[Extracted data entries]
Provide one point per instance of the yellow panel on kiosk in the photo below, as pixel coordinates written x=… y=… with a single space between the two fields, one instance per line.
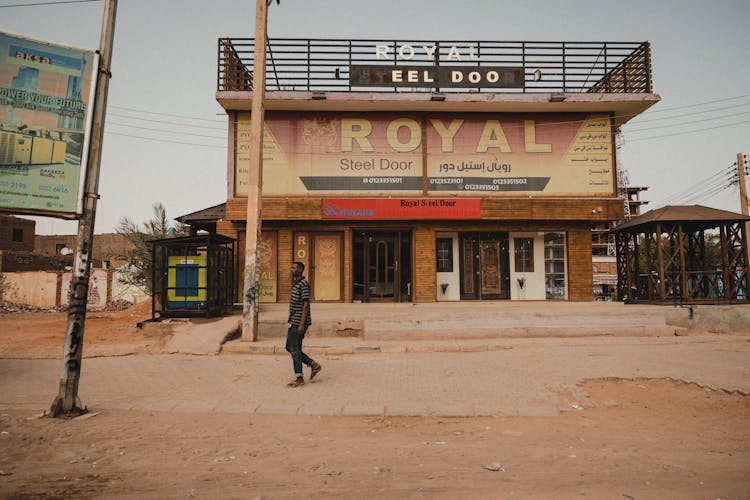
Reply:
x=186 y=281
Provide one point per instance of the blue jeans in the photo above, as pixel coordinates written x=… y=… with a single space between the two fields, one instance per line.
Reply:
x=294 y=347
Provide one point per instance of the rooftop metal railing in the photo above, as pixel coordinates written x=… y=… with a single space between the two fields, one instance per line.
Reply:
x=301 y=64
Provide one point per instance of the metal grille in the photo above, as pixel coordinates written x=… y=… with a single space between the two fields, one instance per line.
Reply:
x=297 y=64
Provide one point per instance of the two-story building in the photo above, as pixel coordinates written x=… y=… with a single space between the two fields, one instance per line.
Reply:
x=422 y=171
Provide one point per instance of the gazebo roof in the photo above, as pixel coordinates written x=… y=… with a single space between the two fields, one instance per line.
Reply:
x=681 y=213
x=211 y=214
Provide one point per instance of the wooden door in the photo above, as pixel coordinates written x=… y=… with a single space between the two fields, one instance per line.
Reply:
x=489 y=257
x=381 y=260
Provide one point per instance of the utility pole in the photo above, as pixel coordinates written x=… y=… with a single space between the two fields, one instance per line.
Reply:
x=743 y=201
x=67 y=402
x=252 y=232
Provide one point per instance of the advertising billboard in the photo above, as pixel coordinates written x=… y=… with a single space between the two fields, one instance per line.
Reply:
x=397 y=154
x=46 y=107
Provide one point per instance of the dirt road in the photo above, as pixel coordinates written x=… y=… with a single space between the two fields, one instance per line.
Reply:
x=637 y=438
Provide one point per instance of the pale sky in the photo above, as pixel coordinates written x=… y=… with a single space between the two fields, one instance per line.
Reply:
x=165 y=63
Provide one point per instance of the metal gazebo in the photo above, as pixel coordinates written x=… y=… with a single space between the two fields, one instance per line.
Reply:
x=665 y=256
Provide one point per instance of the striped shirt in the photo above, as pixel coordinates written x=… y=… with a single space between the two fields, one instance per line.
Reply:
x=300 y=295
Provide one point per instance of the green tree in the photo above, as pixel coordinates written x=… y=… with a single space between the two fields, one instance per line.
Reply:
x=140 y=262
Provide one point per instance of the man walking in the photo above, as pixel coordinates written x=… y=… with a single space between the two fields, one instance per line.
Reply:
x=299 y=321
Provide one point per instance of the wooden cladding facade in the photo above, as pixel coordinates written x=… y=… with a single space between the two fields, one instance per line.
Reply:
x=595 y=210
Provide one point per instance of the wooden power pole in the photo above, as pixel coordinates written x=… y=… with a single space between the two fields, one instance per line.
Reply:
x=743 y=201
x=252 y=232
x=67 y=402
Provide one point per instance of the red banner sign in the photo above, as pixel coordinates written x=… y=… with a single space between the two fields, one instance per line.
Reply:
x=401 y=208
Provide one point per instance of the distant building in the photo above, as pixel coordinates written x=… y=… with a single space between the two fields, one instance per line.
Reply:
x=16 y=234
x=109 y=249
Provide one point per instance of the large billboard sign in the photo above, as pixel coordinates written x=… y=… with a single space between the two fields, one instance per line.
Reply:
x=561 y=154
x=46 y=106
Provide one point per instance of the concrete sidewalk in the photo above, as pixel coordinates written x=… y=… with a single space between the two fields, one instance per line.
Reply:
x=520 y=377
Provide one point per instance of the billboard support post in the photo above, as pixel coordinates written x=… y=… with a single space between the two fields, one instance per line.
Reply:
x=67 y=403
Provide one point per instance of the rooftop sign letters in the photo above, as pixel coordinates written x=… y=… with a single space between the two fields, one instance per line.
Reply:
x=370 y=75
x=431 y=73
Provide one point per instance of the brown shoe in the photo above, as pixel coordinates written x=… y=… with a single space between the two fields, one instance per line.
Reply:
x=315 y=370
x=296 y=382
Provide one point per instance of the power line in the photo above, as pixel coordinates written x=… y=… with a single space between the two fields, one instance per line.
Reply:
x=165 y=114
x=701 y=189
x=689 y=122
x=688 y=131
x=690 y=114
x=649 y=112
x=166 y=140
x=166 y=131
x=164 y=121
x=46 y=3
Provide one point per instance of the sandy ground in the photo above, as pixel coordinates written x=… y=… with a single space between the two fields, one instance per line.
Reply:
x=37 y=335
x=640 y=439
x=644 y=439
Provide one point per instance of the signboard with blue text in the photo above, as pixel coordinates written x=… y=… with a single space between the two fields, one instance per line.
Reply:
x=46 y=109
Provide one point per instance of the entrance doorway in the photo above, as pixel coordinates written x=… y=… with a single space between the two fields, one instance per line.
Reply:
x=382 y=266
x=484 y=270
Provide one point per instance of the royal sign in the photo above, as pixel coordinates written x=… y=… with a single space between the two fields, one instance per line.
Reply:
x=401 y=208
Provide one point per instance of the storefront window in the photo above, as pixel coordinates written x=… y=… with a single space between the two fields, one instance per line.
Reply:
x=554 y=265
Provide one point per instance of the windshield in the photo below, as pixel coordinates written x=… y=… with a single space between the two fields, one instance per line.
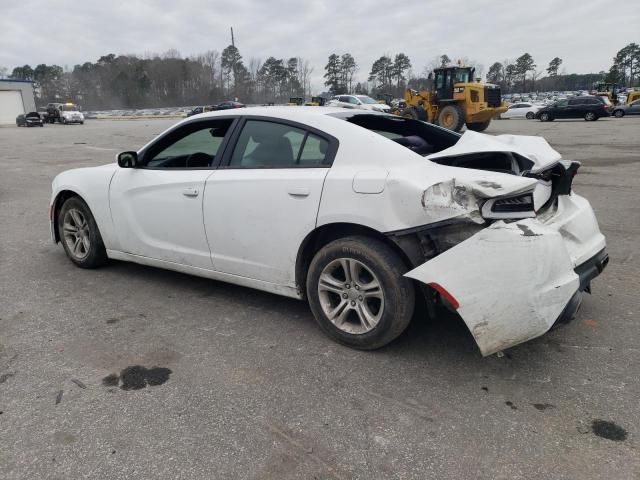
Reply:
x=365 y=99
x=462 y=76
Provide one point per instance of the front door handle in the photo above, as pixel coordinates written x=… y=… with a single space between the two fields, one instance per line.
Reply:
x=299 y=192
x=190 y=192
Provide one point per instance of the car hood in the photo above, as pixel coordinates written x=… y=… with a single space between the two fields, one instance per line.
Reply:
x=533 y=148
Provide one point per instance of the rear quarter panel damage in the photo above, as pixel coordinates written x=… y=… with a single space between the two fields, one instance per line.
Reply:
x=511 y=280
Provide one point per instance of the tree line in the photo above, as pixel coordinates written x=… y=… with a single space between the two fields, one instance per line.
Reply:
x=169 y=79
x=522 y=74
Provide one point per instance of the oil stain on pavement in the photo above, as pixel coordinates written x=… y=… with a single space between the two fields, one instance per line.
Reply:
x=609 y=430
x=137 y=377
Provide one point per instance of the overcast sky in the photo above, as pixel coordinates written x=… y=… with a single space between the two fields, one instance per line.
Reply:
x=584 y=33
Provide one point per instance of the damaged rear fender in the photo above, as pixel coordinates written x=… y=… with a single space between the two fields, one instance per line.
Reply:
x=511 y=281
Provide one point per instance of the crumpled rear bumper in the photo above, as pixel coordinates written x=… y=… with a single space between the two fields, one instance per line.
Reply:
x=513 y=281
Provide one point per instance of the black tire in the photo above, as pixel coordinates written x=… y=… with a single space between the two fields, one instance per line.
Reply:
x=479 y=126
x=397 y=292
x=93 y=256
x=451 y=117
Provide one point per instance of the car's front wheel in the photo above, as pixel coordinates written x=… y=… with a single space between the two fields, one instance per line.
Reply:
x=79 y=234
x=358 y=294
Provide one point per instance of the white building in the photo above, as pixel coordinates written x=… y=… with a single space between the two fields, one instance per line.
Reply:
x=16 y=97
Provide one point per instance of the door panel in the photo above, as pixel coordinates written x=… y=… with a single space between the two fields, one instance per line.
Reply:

TASK TO COMPLETE
Your answer must be the records above, word for word, with no pictures.

THE COMPLETED TASK
Provide one point per instance of the yellow panel on kiosk in the photo below, as pixel coordinates written x=… y=… with a single space between the two fields, one instance per line.
Reply:
x=186 y=281
Provide one point per instance of the blue jeans in the photo above, as pixel coordinates written x=… y=… with a single space between the two fields, one instance per line.
Reply:
x=294 y=347
Provide one point per instance of the rooftop metal railing in the photo above, as pixel coordinates written x=… y=… with a single space between the two fields, one instance per line.
Reply:
x=301 y=64
Provide one point per instance of the metal grille in the photo above, as pixel coordinates written x=… y=… with a single space between the two fields, one instance per line.
Reply:
x=297 y=64
Provide one point per instance of the two-story building in the photo above, as pixel coordinates written x=… y=… with a single space between the two fields, one instance per line.
Reply:
x=422 y=171
Provide one point per instance of the gazebo roof in the photo above, as pixel coordinates written x=… y=… with a single space between the two fields, one instance per line.
Reply:
x=681 y=213
x=211 y=214
Provide one point per instance of the wooden door in the photo above, as pixel coordinates written x=… y=… with a single space between the two fields, one instance per line.
Reply:
x=489 y=257
x=381 y=260
Provide one point per instance of the utility pole in the photo above, as pixel coordinates written x=… y=… with a single space between the two fields, one instance per line.
Reply:
x=743 y=201
x=67 y=402
x=252 y=232
Provide one point per instance of the advertising billboard in the photo above, as pixel coordinates written x=… y=… with a single space between the two fields, one instance per line.
Reply:
x=397 y=154
x=46 y=107
Provide one point per instance of the dirt road in the photo above, as pixel coordinates written x=… y=… with a single space between the two fields, one instance per line.
Reply:
x=637 y=438
Provide one point per instance of the pale sky in the photo above, as pixel coordinates written x=… y=… with a single space between the two fields, one instance per line.
Reply:
x=165 y=63
Provide one point per instance of the metal gazebo in the photo above, as pixel coordinates written x=… y=… with a single space between the two fields, one instance per line.
Reply:
x=665 y=256
Provide one point per instance of the striped shirt in the photo above, as pixel coordinates written x=… y=… with a single space between the two fields, one instance per line.
Reply:
x=300 y=295
Provide one point per instance of the green tree in the photo above, as pixel coordinates written x=… y=… with a single space between the two fields, one instance per line.
Reply:
x=140 y=262
Provide one point per instance of the man walking in the photo above, as pixel coordinates written x=… y=… with a single space between the two fields, one instance per line.
Reply:
x=299 y=321
Provide one point per instance of the wooden cladding facade in the photo above, as pixel coordinates written x=… y=… with a single space between the two fields, one instance per line.
Reply:
x=595 y=210
Provide one point per instance of the wooden power pole in the photo above, as pixel coordinates written x=… y=… with a single space between the two fields, one instance per line.
Reply:
x=743 y=201
x=252 y=232
x=67 y=402
Provide one point per instance of the red banner sign in the photo above, as pixel coordinates written x=… y=… with a single space between the two fields, one instance per line.
Reply:
x=401 y=208
Provide one point per instance of the distant building in the photo above, as pixel coordinates written x=… y=… with a single space between the two fields, one instance per line.
Reply:
x=16 y=234
x=109 y=249
Provide one point per instance of the large billboard sign in the photo above, as pixel coordinates written x=… y=… with a single space between the two fields, one instance per line.
Reply:
x=561 y=154
x=46 y=106
Provide one point per instance of the concrete sidewalk in the photo above, as pixel coordinates written x=… y=… with a single space between the two fields, one instance per line.
Reply:
x=520 y=377
Provide one point per instance of the billboard support post in the photo above, as pixel coordinates written x=… y=… with a single space between the two fields, one instance per line.
Reply:
x=67 y=403
Provide one point per instance of the rooftop sign letters in the photo above, as pixel coordinates written x=… y=… with a single space between the two fields, one instance per line.
Reply:
x=370 y=75
x=431 y=73
Provide one point per instance of the brown shoe in the photo above, as pixel coordinates written x=… y=… with a single space between the two fields, one instance per line.
Reply:
x=315 y=370
x=296 y=382
Provide one point per instance of the power line in the photo above, as pixel coordinates written x=… y=… with a single space between the two fields, one instance per line.
Reply:
x=165 y=114
x=701 y=189
x=689 y=122
x=688 y=131
x=690 y=114
x=649 y=112
x=166 y=140
x=166 y=131
x=164 y=121
x=46 y=3
Provide one point per instance of the sandy ground in the photo above, as pixel coordinates written x=… y=… with a single space between the two fields, one instance per line.
Reply:
x=37 y=335
x=640 y=439
x=644 y=439
Provide one point per instance of the signboard with blue text in the photo above, as pixel coordinates written x=… y=… with a single space between the two fields, one instance per line.
Reply:
x=46 y=109
Provide one point per instance of the entrance doorway in the photo above, as pixel coordinates written x=… y=… with a single space between the two fields, one instance per line.
Reply:
x=382 y=266
x=484 y=270
Provide one point per instance of the royal sign in the photo above, as pixel coordinates written x=… y=… with a single space between the two fields, one instance per line.
Reply:
x=401 y=208
Provide one point per instance of the storefront window in the photo above, as pixel coordinates written x=… y=… with a single space between the two fields, one instance per line.
Reply:
x=554 y=265
Provide one point per instance of the windshield in the photo below, as pixel coordinates written x=… y=… with a single space between the two fields, one instance per line.
Reply:
x=365 y=99
x=462 y=76
Provide one point per instance of the front door handle in the photo above, as pixel coordinates written x=… y=… with a single space between the two fields, one instance per line.
Reply:
x=299 y=192
x=190 y=192
Provide one point per instance of the car hood in the photo above, as pixel coordinates written x=… y=… with a single space between the two fields, one instance per line.
Reply:
x=533 y=148
Provide one point per instance of the rear quarter panel damage in the photo above, as pixel coordinates written x=… y=… with a single space between the two fields, one instance per line.
Reply:
x=511 y=280
Provide one point per instance of the tree line in the photo above, as pixel coordinates written x=… y=… with a single space between the two fields, one instance per line.
Reply:
x=169 y=79
x=522 y=74
Provide one point per instance of the oil stain on pavement in the photo above, as pixel coordinates written x=… y=… with a single space between the two fields, one instance per line.
Reply:
x=609 y=430
x=137 y=377
Provide one point per instance of the overcast sky in the photo above, as pixel coordinates written x=… y=… with a single space between the two fields, one instance per line.
Reply:
x=584 y=33
Provide one point per instance of the damaged rear fender in the photo above, as pixel coordinates written x=… y=… with a single space between the two fields, one instance per line.
Reply:
x=511 y=281
Provide one point per instance of the crumpled rear bumper in the photo above, as pixel coordinates written x=… y=… with a single space between the two fields, one instance per line.
Reply:
x=513 y=281
Provide one point per instance of the black tire in the photo above, as pixel coordinates written x=… y=… with a single space between the two fields, one instance per line.
Reply:
x=479 y=126
x=397 y=292
x=93 y=256
x=451 y=117
Provide one point per instance of the car's front wheel in the photo above, as pixel coordinates written x=… y=… with a single space between the two fields, one instance per line.
Reply:
x=79 y=234
x=358 y=294
Provide one point per instance of the white building in the photo above, as pixel coordinates written x=… y=… with a single space between the two fields, one instance per line.
Reply:
x=16 y=97
Provide one point per instance of the door panel in the photo above, as pixel coordinates written x=… y=… with a single space between the two fields, one instance per line.
Reply:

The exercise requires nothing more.